### Do this
Pull out each line in the items below that contains the word "hole", and copy those lines unchanged.

### Dataset rows
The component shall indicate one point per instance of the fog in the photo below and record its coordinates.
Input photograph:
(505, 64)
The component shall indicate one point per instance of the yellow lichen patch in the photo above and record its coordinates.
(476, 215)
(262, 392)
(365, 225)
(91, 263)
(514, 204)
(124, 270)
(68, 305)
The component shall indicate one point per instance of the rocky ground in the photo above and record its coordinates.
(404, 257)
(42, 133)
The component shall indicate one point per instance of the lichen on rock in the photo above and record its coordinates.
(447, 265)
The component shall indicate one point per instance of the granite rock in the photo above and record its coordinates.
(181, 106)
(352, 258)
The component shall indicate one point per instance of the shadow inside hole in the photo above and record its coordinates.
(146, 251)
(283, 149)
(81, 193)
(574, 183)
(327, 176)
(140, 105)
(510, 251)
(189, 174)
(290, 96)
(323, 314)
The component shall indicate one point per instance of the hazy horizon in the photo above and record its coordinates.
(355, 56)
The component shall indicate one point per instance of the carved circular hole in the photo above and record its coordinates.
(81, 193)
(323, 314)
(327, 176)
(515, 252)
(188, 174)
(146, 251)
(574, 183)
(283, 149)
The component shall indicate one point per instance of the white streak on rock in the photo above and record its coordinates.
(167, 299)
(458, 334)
* * *
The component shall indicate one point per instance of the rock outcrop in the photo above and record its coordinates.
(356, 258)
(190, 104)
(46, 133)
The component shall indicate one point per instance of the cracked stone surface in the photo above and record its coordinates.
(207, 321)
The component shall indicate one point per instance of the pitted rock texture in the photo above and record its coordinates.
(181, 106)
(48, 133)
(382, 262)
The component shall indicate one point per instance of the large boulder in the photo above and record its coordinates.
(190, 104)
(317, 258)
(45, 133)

### Expected answer
The component shall indicate one point per instance of the shadow inside hole in the photo above and record its coordinates.
The component shall indicate one point per instance of the carved circular hole in the photo above and record its coordinates.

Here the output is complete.